[Begin Quoted passage]
# Manipulating data

OK, we've seen how to create lists and array. What to do to work with or change values of data?

Let's say that we have a list of 9 values from 0 to 1 and want to multiply it by $\pi$?

In [None]:
x_list = [0., 0.125, 0.25, 0.375, 0.5, 0.625, 0.75, 0.875, 1.]

In [None]:
x_list * 3.14

## Loops!
A loop is a way to step through each element of an array.

Python has two types of loops
* `for` - goes through a fixed, predefined number of iterations ([more on for loops](https://swcarpentry.github.io/python-novice-gapminder/12-for-loops/index.html))
* `while` - continues until some condition happens

In Python, we iterate over the values using a `for` loop, which we can show as

In [None]:
for value in x_list:
    print(value)

Note that the first line of the `for` loop ends with a colon, and the body must be indented 4 spaces.

The above is the same as doing the following:

In [None]:
print(x_list[0])
print(x_list[1])
print(x_list[2])

How do we use the loop to update the data?
[End Quoted passage]
- _What to work on_
[a] Answer these questions using the text on manipulating data:
(i) How many values does the list to be multiplied by $\pi$ contain, and what range do they span?
(ii) What are the two types of loops Python has?
(iii) By how many spaces must the body of a `for` loop be indented?
[b] Carry on the text on manipulating data from its final line.
The data here have no connection to the text on manipulating data.
[Begin Stored rows]
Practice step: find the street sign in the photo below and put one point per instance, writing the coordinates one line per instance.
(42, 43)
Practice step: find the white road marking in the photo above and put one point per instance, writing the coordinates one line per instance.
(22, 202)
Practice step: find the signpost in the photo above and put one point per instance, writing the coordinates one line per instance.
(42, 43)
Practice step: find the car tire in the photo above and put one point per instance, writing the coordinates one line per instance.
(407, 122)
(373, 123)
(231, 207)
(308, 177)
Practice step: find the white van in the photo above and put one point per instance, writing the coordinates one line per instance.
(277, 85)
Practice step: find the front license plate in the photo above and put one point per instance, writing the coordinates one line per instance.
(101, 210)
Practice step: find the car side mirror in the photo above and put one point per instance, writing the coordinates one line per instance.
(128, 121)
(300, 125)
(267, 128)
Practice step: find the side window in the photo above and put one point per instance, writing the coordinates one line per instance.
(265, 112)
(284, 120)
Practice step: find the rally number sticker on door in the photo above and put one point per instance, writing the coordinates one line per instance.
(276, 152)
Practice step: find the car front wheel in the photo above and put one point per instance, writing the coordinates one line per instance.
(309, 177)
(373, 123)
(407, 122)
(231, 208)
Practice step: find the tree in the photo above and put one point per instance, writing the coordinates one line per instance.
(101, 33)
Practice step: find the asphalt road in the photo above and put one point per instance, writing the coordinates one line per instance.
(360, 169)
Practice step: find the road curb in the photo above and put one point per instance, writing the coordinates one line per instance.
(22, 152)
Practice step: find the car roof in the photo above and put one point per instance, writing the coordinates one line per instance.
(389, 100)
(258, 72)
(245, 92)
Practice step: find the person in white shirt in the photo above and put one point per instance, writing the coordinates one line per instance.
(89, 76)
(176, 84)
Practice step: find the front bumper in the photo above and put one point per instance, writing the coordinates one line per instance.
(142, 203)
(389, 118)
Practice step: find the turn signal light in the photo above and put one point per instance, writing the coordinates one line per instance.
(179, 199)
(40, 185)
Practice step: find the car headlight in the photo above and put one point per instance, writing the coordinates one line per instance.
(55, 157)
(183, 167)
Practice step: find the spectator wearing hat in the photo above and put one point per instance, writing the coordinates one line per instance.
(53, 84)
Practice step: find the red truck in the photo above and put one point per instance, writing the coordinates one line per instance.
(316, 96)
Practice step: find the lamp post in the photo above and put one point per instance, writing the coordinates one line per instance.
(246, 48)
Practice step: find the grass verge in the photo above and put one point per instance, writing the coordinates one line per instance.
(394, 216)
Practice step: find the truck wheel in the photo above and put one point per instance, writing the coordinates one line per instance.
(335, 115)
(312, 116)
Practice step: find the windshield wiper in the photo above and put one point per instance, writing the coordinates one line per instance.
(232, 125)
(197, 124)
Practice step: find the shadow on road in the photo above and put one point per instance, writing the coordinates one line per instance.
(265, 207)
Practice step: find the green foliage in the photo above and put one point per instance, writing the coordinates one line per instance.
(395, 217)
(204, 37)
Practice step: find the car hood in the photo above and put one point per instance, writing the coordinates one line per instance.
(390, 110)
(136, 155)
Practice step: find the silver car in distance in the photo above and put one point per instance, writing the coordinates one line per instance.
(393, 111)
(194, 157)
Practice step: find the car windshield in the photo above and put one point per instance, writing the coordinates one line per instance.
[End Stored rows]
- _Answers for the exercise_
[a]
(i) It contains 9 values, from 0 to 1.
(ii) The two types are `for` and `while`.
(iii) The body must be indented 4 spaces.

[b]
In [None]:
for i in range(len(x_list)):
    print('----------')
    print('index value', i)
    print('original value', x_list[i])
    x_list[i] = x_list[i] * 3.14
    print('updated value', x_list[i])
print(x_list)

If you think this is cumbersome, you are right! There must be a better way!

In [None]:
import numpy as np
x_array = np.linspace(0, 1, 9)
print('original values', x_array)

In [None]:
x_array *= 3.14
print('updated values', x_array)

The same goes for using trig functions. NumPy has trig functions so you don't need to loop through to use them to calculate

$$
y = \sin(x).
$$

In [None]:
y_array = np.sin(x_array)
print(y_array)

NumPy has a plethora of [mathemtical functions](https://numpy.org/doc/stable/reference/routines.math.html) you can use.

Er, that's great if you want to update all the values. What if you only want to update some values.

## Conditional statements

An `if` statement (also called a conditional statement) controls whether some code is executed based on a condition! (suprise!)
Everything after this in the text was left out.